#### Provided data ####

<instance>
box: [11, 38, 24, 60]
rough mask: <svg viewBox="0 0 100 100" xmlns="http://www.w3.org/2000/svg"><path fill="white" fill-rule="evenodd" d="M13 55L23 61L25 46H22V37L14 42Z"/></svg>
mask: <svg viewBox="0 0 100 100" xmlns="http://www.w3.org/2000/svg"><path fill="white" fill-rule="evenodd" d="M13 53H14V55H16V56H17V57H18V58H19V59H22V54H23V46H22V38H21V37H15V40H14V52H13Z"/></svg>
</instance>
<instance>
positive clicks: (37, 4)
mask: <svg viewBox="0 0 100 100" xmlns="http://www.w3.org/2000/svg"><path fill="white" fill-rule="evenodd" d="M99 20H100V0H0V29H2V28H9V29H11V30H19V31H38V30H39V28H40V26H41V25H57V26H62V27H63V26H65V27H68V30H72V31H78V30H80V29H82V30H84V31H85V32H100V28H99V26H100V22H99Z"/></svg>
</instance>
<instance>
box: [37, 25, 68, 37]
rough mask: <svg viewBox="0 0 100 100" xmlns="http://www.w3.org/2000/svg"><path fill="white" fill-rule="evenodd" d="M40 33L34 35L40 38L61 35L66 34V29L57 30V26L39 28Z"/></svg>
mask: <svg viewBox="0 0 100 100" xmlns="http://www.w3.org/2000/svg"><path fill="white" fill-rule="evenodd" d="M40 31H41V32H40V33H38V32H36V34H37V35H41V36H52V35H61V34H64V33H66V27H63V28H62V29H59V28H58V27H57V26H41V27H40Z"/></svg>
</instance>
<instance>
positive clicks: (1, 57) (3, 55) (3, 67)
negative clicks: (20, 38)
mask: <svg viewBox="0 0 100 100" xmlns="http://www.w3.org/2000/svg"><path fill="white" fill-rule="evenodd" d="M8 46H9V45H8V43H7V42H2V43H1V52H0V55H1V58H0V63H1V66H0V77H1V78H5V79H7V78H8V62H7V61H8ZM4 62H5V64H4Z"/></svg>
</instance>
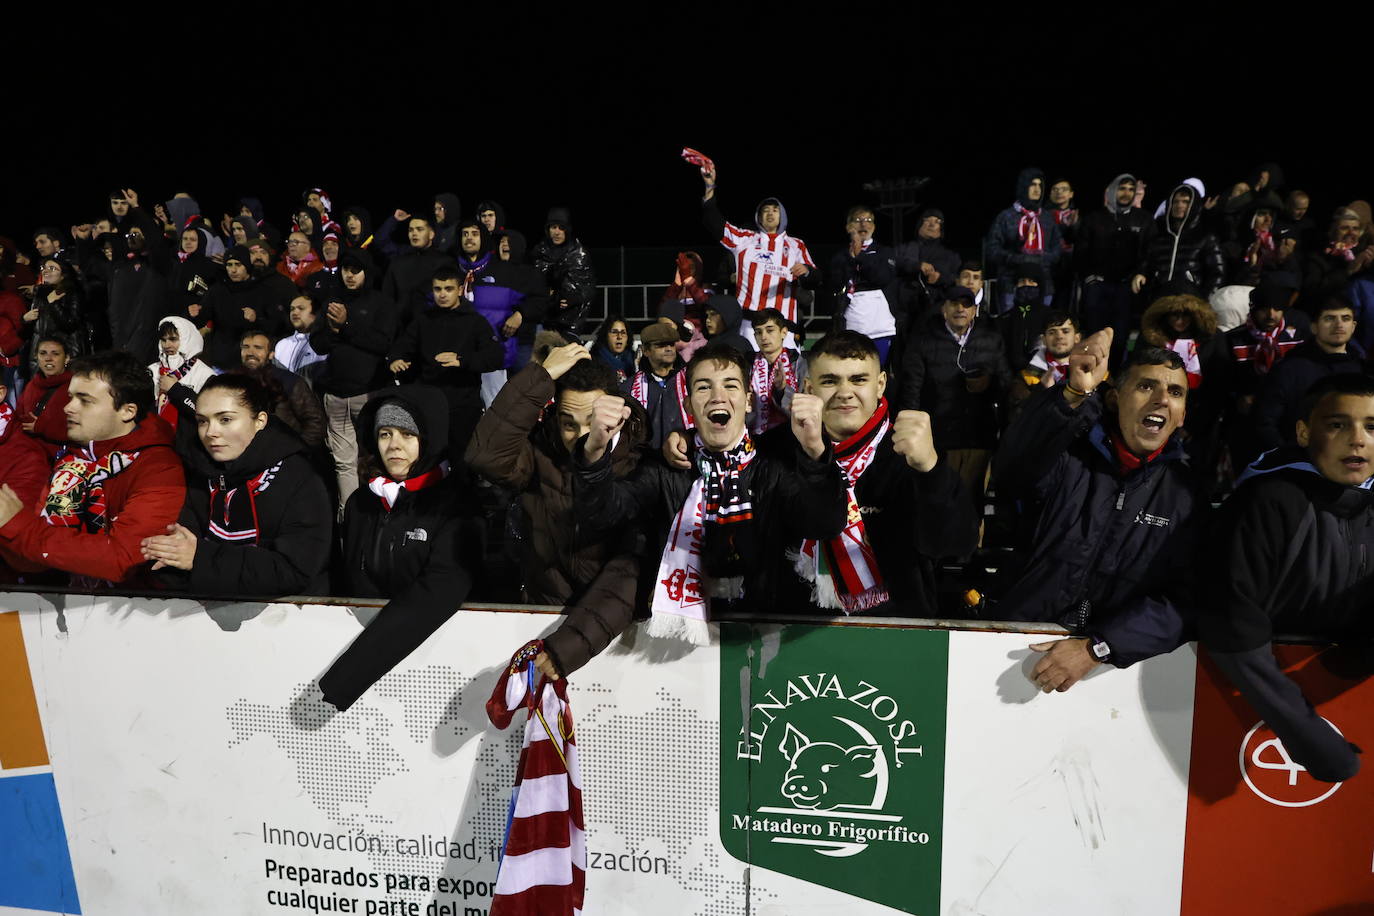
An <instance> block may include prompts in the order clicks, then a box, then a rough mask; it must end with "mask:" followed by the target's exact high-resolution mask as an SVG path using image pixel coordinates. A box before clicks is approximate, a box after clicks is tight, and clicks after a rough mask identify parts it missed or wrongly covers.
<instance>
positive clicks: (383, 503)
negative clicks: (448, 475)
mask: <svg viewBox="0 0 1374 916" xmlns="http://www.w3.org/2000/svg"><path fill="white" fill-rule="evenodd" d="M445 477H448V461H440V464H438V467H434V468H430V470H429V471H426V472H425V474H420V475H419V477H408V478H405V479H404V481H393V479H392V478H389V477H386V475H382V477H374V478H372V479H370V481H368V482H367V489H370V490H371V492H372V493H375V494H376V497H378V499H379V500H382V505H383V507H385V508H386V511H387V512H390V511H392V507H393V505H396V500H398V499H400V496H401V490H408V492H411V493H416V492H419V490H423V489H426V488H430V486H434V485H436V483H438V482H440V481H442V479H444V478H445Z"/></svg>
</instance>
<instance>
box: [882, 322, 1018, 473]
mask: <svg viewBox="0 0 1374 916" xmlns="http://www.w3.org/2000/svg"><path fill="white" fill-rule="evenodd" d="M901 365H903V375H901V396H900V398H899V401H897V409H899V411H925V412H926V413H929V415H930V423H932V428H933V431H934V439H936V449H938V450H940V452H941V453H944V452H948V450H949V449H991V448H995V446H996V444H998V398H1000V397H1003V396H1004V394H1006V391H1007V389H1009V387H1010V385H1011V367H1010V364H1009V363H1007V350H1006V345H1004V343H1003V341H1002V335H1000V334H998V331H995V330H993V328H992V327H988V324H987V323H984V321H977V320H976V321H974V323H973V328H971V331H970V334H969V338H967V339H966V341H965V343H963V345H960V343H959V342H958V341H955V338H954V335H952V334H949V328H948V327H945V323H944V316H943V314H941V313H940V312H936V313H933V314H932V316H930V317H929V319H927V320H926V323H925V325H923V328H922V331H921V334H916V335H915V336H914V338H911V343H908V345H907V353H905V354H904V358H903V364H901ZM976 372H982V374H985V375H987V376H989V378H988V382H989V385H988V387H987V390H984V391H981V393H973V391H970V390H969V386H967V382H966V379H967V376H969V374H976Z"/></svg>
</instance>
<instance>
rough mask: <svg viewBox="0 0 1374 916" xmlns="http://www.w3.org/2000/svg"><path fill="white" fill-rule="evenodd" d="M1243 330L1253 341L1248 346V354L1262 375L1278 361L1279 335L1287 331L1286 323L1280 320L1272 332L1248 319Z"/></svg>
mask: <svg viewBox="0 0 1374 916" xmlns="http://www.w3.org/2000/svg"><path fill="white" fill-rule="evenodd" d="M1245 328H1246V330H1248V331H1249V332H1250V338H1252V339H1253V341H1254V343H1253V345H1250V352H1252V353H1253V354H1254V357H1253V358H1254V365H1256V368H1257V371H1259V372H1260V375H1264V374H1265V372H1268V371H1270V369H1272V368H1274V364H1275V363H1278V361H1279V335H1281V334H1283V331H1286V330H1287V321H1286V320H1282V319H1281V320H1279V323H1278V325H1276V327H1275V328H1274V330H1272V331H1265V330H1264V328H1261V327H1260V325H1259V324H1256V323H1254V319H1249V320H1246V323H1245Z"/></svg>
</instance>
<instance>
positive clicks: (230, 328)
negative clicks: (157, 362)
mask: <svg viewBox="0 0 1374 916" xmlns="http://www.w3.org/2000/svg"><path fill="white" fill-rule="evenodd" d="M225 260H227V261H228V260H235V261H239V262H240V264H243V266H249V251H247V249H245V247H243V246H242V244H236V246H234V247H232V249H229V251H228V254H227V255H225ZM243 309H253V317H251V319H249V317H247V316H246V314H245V313H243ZM267 310H268V294H267V291H265V290H264V288H262V280H261V279H260V277H256V276H253V275H251V273H249V276H247V277H245V279H243V280H239V282H234V280H229V279H228V277H227V276H225V279H224V282H223V283H220V284H217V286H213V287H210V291H209V293H206V294H205V298H203V299H202V301H201V314H202V316H203V319H205V320H206V321H209V323H210V324H212V325H213V328H214V330H213V331H212V332H210V338H209V339H207V341H206V342H205V358H206V361H209V363H210V365H213V367H216V368H218V369H232V368H234V367H236V365H240V360H239V339H240V338H242V336H243V332H245V331H249V330H254V331H262V332H264V334H267V327H265V324H267V321H265V316H267ZM159 314H161V312H159ZM155 336H157V335H155V334H151V332H150V334H148V338H150V339H153V342H154V343H157V341H155V339H154V338H155ZM148 361H150V363H151V360H148Z"/></svg>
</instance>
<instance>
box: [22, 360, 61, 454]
mask: <svg viewBox="0 0 1374 916" xmlns="http://www.w3.org/2000/svg"><path fill="white" fill-rule="evenodd" d="M70 382H71V374H70V372H60V374H58V375H54V376H52V378H51V379H49V378H48V376H45V375H43V374H41V372H40V374H37V375H34V376H33V378H32V379H30V380H29V383H27V385H25V386H23V393H22V394H19V409H18V411H15V413H18V416H19V419H21V420H26V419H27V417H30V416H33V412H34V409H37V407H38V401H43V397H44V396H45V394H47V393H48V391H52V389H56V390H55V391H52V397H49V398H48V400H47V402H44V405H43V413H40V415H38V416H37V417H36V419H34V422H33V433H30V434H29V435H32V437H33V438H34V439H36V441H37V442H38V445H41V446H43V450H44V452H47V455H48V464H49V466H51V464H52V459H55V457H58V450H59V449H60V448H62V446H63V445H66V444H67V415H66V413H65V411H63V408H65V407H66V405H67V401H70V400H71V394H70V391H67V385H69V383H70Z"/></svg>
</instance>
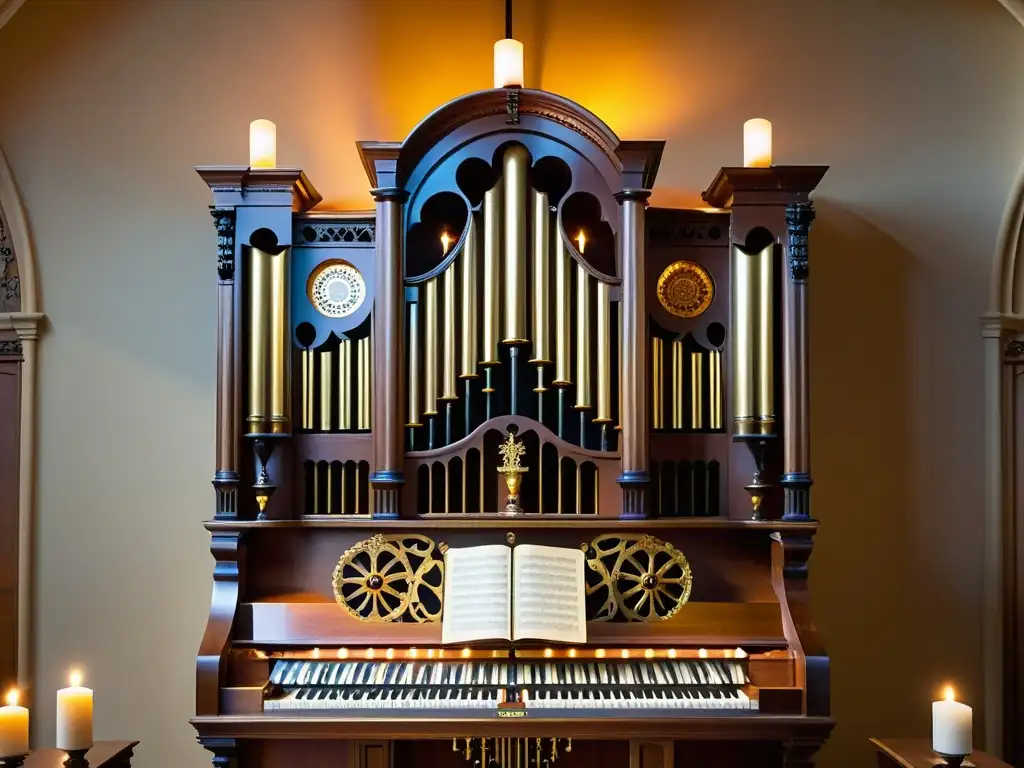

####

Exercise directions →
Collect every line in the entries above that contains the word "rough" and list those lines in the order they appear.

Your solution →
rough mask: <svg viewBox="0 0 100 100" xmlns="http://www.w3.org/2000/svg"><path fill="white" fill-rule="evenodd" d="M13 55L23 61L25 46H22V37L14 42Z"/></svg>
rough mask: <svg viewBox="0 0 100 100" xmlns="http://www.w3.org/2000/svg"><path fill="white" fill-rule="evenodd" d="M40 33L34 35L40 38L61 35L66 34V29L57 30V26L39 28Z"/></svg>
An <instance> block may include prompts in the order clicks, then a box, then a rough mask; it must end with "mask:" followed by the target's exact high-resolution mask as an SVG path using image pixel coordinates. A box before clicks is approximate, a box after clicks is tight, and clicks after a rough mask identify parts it missed or wrongly covers.
rough mask: <svg viewBox="0 0 1374 916" xmlns="http://www.w3.org/2000/svg"><path fill="white" fill-rule="evenodd" d="M1243 330L1253 341L1248 346V354L1262 375L1278 361L1279 335L1287 331L1286 323L1280 320L1272 332L1248 319Z"/></svg>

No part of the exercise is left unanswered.